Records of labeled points
====
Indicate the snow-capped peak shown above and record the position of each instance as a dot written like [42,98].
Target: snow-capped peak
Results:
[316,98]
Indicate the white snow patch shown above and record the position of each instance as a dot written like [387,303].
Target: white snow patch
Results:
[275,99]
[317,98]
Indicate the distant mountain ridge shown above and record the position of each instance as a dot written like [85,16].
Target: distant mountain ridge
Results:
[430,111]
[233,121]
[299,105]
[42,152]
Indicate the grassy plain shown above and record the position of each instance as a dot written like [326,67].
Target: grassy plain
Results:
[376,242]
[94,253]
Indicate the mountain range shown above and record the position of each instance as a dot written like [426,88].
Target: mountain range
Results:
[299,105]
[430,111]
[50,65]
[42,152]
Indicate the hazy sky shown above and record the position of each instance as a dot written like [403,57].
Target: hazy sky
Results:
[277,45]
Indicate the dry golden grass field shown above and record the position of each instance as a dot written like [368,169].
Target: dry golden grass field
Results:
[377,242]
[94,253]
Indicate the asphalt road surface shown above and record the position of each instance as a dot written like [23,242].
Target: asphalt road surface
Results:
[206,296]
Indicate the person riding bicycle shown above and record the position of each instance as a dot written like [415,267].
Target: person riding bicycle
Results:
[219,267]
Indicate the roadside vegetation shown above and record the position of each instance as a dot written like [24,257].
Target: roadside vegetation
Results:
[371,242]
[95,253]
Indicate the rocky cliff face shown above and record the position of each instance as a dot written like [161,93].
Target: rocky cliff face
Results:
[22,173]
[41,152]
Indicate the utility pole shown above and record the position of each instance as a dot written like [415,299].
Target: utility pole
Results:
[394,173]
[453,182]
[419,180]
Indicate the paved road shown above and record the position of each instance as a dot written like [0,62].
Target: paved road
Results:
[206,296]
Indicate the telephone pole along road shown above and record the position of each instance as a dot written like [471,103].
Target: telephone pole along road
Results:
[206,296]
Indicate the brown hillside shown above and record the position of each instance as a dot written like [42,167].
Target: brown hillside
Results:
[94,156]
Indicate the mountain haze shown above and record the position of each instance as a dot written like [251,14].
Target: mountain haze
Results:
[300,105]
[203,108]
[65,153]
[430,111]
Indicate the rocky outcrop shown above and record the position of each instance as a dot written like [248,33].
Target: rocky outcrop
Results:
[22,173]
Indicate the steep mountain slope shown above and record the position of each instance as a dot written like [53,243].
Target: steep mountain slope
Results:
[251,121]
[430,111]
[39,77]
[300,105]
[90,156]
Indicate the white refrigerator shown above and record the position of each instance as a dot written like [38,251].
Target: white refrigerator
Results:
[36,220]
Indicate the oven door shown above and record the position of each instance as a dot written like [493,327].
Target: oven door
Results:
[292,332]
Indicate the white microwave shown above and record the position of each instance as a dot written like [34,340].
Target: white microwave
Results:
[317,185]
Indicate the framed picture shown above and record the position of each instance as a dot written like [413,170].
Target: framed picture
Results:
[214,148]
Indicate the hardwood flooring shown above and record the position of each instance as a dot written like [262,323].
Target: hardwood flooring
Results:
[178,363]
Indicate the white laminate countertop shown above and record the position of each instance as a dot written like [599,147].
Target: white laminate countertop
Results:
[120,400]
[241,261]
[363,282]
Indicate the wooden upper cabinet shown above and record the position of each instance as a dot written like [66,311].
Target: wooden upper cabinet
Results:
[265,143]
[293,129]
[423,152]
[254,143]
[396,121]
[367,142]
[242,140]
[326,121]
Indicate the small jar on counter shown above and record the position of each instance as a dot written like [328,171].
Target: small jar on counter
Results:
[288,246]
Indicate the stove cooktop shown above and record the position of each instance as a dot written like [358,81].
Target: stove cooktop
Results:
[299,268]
====
◆ WHAT NEEDS TO BE DONE: Copy out the full set of records precisely, leaving nothing out.

◆ WORKED ANSWER:
Indicate the snow-capped peak shown above and record the position of each instance as a dot written like [42,98].
Target: snow-capped peak
Results:
[316,98]
Indicate the white snow patch shown above and record the position of each instance as a dot written like [387,303].
Target: white snow patch
Results:
[275,99]
[317,98]
Indicate the distant mountain ridge shown above and record the position of each instance as a dot written like [85,16].
Target: distant mountain ridge
Results:
[430,111]
[233,121]
[299,105]
[42,152]
Indicate the grassy plain shown above and record the position of each instance as a dot written like [326,67].
Target: grassy plain
Results:
[376,242]
[94,253]
Indicate the mountain range shown above and record the position of each instance as a dot written like [426,88].
Target: mountain range
Results:
[299,105]
[430,111]
[50,65]
[42,152]
Indicate the hazy sky shown above and record the position of each instance as a dot written like [403,57].
Target: hazy sky
Results:
[277,45]
Indicate the dry golden grass field shown above and record the position of each instance as a dot written like [368,169].
Target: dry golden grass field
Results:
[377,242]
[94,253]
Indicate the asphalt road surface shown above and record the position of each instance as a dot written like [23,242].
Target: asphalt road surface
Results:
[206,296]
Indicate the person riding bicycle shown above and record the position of each instance as a dot written like [415,267].
Target: person riding bicycle
Results:
[219,267]
Indicate the roadside vegetation shown above and record the position of each instance as a dot written like [24,257].
Target: roadside vegetation
Results:
[371,242]
[95,253]
Indicate the rocky cliff face shown above and record the position of each instance as a dot written like [161,93].
Target: rocky cliff face
Results:
[22,173]
[41,152]
Indicate the utility pole shown above and record the position of each instance as a dot written like [415,299].
Target: utility pole
Results:
[394,173]
[453,182]
[419,180]
Indicate the paved road shown above and record the position of each instance as a dot written like [0,62].
Target: paved road
Results:
[206,296]
Indicate the telephone pole along road shown above and record the position of each instance as a dot written like [471,103].
Target: telephone pole along road
Results:
[206,296]
Indicate the brown hillside shown above and record the position of each instance as a dot written like [42,167].
Target: brown hillside
Results:
[94,156]
Indicate the mountain haze shown above and record the position of each instance as a dot written like [251,14].
Target: mountain haze
Results:
[300,105]
[203,108]
[65,153]
[430,111]
Indicate the rocky outcrop shown above and record the position of each instance as a dot written like [248,33].
Target: rocky outcrop
Results:
[22,173]
Indicate the steep mountain slope shown above and record the position of each instance as a dot written like [53,243].
Target: steep mountain slope
Results:
[251,121]
[430,111]
[39,77]
[300,105]
[90,156]
Indicate the white refrigerator shown above and record the position of each instance as a dot written like [38,251].
Target: white refrigerator
Results:
[36,220]
Indicate the oven door shown above and record the position of each instance as a dot written like [493,327].
Target: oven door
Results:
[292,332]
Indicate the white microwave shown above and record the position of each instance as a dot written like [34,340].
Target: white microwave
Results:
[317,185]
Indicate the framed picture shown above and record the position of each instance as a dot written like [413,170].
Target: framed picture
Results:
[214,148]
Indicate the hardwood flooring shown above and record the position of each instance as a dot written like [262,323].
Target: hardwood flooring
Results:
[178,363]
Indicate the white laminate countertop shown above and record the position of each instance as a dot written like [599,147].
Target: white laminate countertop
Results:
[120,400]
[241,261]
[363,282]
Indicate the wooden upper cabinet shown above and record the position of each instance as a dot written like [66,311].
Target: wooden upper cabinet
Results:
[265,143]
[293,129]
[423,152]
[254,143]
[396,121]
[367,142]
[242,140]
[326,121]
Indicate the small jar on counter shown above and record the position of each instance as a dot written like [328,171].
Target: small jar on counter
Results:
[288,246]
Indicate the stove cooktop shown above and record the position of each instance as a dot written like [358,81].
Target: stove cooktop
Results:
[299,268]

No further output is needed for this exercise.